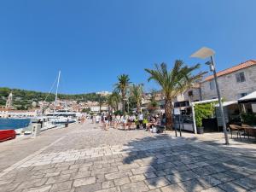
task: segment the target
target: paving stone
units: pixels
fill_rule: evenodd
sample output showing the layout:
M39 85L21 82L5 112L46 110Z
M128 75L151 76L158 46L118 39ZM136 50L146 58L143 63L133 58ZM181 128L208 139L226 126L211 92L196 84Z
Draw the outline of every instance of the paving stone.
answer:
M146 179L146 177L143 174L131 176L129 177L130 177L131 182L143 181L143 180Z
M115 185L123 185L130 183L129 177L116 178L113 180Z
M244 192L247 191L246 189L241 187L239 184L236 184L233 182L230 182L230 183L223 183L218 185L218 187L219 187L220 189L222 189L223 190L226 191L226 192Z
M48 192L51 185L44 185L38 188L31 188L27 189L27 192Z
M20 184L20 183L9 183L9 184L2 184L0 186L0 191L12 191L14 190L15 188L17 188L17 186ZM20 188L18 189L23 189L23 188Z
M160 188L171 184L171 183L164 177L157 177L145 180L145 183L150 189Z
M84 177L74 180L73 186L79 187L83 185L93 184L96 183L96 177Z
M79 172L72 173L70 179L88 177L90 176L90 172Z
M131 170L132 173L135 175L142 174L142 173L145 173L145 172L154 172L154 171L155 171L155 169L153 166L143 166L143 167L139 167L137 169Z
M175 175L166 175L166 178L172 183L175 184L181 182L180 178L176 177Z
M54 183L50 189L50 192L65 190L71 189L73 181L66 181L62 183Z
M102 183L94 183L89 185L79 186L75 189L75 192L95 192L102 189Z
M69 180L69 178L70 178L70 174L51 177L48 178L46 184L52 184L52 183L67 181Z
M221 181L222 183L227 183L227 182L235 180L234 177L232 177L231 176L227 175L224 172L218 172L217 174L213 174L211 176L212 177L217 178L218 180Z
M55 177L55 176L59 176L61 174L61 172L49 172L44 175L44 177Z
M108 189L114 187L113 181L106 181L102 183L102 189Z
M122 178L122 177L126 177L129 176L131 176L132 173L131 172L113 172L109 174L106 174L105 177L107 179L112 180L115 178Z
M184 191L201 191L205 189L205 186L197 179L192 179L177 183Z
M175 176L178 177L181 181L187 181L194 178L199 178L200 176L192 172L191 171L186 171L183 172L175 173Z
M183 192L184 190L177 184L171 184L161 188L162 192Z
M160 189L154 189L151 190L148 190L148 192L161 192Z
M96 192L121 192L119 187L109 188L102 190L97 190Z
M144 173L144 176L146 177L146 178L154 178L154 177L157 177L154 174L154 172L146 172L146 173Z
M47 178L38 178L38 179L23 182L18 186L17 189L40 187L45 183L46 180Z
M240 186L247 189L252 189L256 188L256 178L243 177L235 180L234 183L239 184Z
M221 181L211 177L211 176L205 176L200 178L197 178L197 180L203 184L204 186L207 186L207 188L212 188L216 185L218 185L222 183Z
M213 187L213 188L209 188L209 189L201 190L201 192L224 192L224 191L218 187Z
M148 188L143 182L131 183L124 184L120 187L122 192L144 192L148 191Z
──────────────────────────────
**YOUR TASK**
Reproduce everything from the start of the items down to and including the line containing "M115 185L123 185L130", character for character. Leave the pictures out.

**THE REPLY**
task: segment the target
target: paving stone
units: pixels
fill_rule: evenodd
sample output showing the layout:
M39 85L21 82L5 112L46 110Z
M128 75L151 76L158 46L118 39ZM136 50L146 58L143 63L133 58ZM181 128L208 139L226 126L211 92L196 84Z
Draw the outline of every instance of the paving stone.
answer:
M146 179L146 177L143 174L131 176L129 177L130 177L131 182L143 181L143 180Z
M115 185L123 185L130 183L129 177L116 178L113 180Z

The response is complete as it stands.